Entries from a dataset
- - -

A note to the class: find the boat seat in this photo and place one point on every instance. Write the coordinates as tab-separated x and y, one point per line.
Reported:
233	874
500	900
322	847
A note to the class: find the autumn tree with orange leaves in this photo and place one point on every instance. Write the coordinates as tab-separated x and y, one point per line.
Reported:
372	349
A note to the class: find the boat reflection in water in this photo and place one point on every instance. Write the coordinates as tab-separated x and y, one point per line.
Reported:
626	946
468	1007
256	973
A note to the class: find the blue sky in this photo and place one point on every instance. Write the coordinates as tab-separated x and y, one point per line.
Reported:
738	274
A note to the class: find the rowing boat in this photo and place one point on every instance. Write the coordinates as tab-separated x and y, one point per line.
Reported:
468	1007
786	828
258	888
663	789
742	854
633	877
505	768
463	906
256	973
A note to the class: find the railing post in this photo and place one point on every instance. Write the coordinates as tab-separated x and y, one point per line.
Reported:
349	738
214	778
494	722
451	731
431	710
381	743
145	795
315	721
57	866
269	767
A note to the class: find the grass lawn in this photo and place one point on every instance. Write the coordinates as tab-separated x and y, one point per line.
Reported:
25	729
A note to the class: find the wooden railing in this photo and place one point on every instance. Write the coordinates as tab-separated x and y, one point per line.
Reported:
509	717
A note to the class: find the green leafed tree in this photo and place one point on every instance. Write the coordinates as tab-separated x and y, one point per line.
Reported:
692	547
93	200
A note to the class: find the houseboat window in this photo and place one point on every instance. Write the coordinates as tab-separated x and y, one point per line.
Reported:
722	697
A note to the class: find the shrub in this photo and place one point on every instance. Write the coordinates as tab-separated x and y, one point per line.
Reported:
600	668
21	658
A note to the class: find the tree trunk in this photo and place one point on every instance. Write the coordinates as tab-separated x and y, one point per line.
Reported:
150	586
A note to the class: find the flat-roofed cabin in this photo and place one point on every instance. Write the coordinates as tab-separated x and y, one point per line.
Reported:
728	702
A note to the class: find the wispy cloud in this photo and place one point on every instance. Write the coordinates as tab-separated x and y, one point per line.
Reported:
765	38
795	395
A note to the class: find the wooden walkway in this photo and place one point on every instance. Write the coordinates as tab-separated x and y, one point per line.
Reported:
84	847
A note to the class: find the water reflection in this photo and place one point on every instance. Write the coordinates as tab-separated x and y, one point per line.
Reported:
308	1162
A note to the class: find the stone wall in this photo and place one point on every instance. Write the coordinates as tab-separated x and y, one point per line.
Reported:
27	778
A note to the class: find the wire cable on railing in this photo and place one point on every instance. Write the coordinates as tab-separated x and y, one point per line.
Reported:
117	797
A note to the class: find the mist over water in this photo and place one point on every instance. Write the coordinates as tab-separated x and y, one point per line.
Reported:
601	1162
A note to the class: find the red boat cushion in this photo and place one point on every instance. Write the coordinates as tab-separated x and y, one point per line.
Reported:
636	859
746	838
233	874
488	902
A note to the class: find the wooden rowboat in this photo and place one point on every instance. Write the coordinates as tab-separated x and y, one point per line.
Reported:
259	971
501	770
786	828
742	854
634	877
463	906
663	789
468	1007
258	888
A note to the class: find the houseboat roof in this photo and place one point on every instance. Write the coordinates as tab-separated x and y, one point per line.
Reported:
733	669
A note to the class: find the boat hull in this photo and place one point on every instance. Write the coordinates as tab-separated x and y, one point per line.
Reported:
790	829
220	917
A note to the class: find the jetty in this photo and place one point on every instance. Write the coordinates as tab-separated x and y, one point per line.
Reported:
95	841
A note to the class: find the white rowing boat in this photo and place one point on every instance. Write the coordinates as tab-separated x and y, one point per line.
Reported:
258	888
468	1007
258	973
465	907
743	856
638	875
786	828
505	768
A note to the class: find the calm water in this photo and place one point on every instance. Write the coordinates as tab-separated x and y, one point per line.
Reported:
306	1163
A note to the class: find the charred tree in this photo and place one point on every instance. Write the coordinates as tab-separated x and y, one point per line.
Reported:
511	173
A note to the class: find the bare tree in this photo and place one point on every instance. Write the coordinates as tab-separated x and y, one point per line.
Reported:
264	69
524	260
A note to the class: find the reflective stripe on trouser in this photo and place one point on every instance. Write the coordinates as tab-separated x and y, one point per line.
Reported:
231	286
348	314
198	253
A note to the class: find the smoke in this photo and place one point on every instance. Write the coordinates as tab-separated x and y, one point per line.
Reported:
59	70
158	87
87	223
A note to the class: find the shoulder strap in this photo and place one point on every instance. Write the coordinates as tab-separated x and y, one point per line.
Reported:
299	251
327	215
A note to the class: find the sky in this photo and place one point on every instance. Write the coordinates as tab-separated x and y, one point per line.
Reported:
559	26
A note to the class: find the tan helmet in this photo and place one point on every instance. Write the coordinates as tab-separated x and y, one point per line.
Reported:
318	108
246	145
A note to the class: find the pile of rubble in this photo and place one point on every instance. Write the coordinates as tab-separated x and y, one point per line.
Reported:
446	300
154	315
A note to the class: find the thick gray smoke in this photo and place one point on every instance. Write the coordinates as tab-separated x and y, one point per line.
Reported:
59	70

- - -

What is being asked: Copy out everything from the line containing "A note to the class: find the pile" down to the end of the entries above, requests included, and shift every coordinate in the answers by -102.

Solution:
A note to the class: find the pile of rubble in this photo and place one point on every instance. Write the coordinates as tab-separated x and y, one point per line.
Reported:
344	198
52	213
A note to the class: find the thick gray smoke in this photo and place one point on every instance. Write the coordinates as tab-separated x and y, one point per line.
Reported:
-43	-32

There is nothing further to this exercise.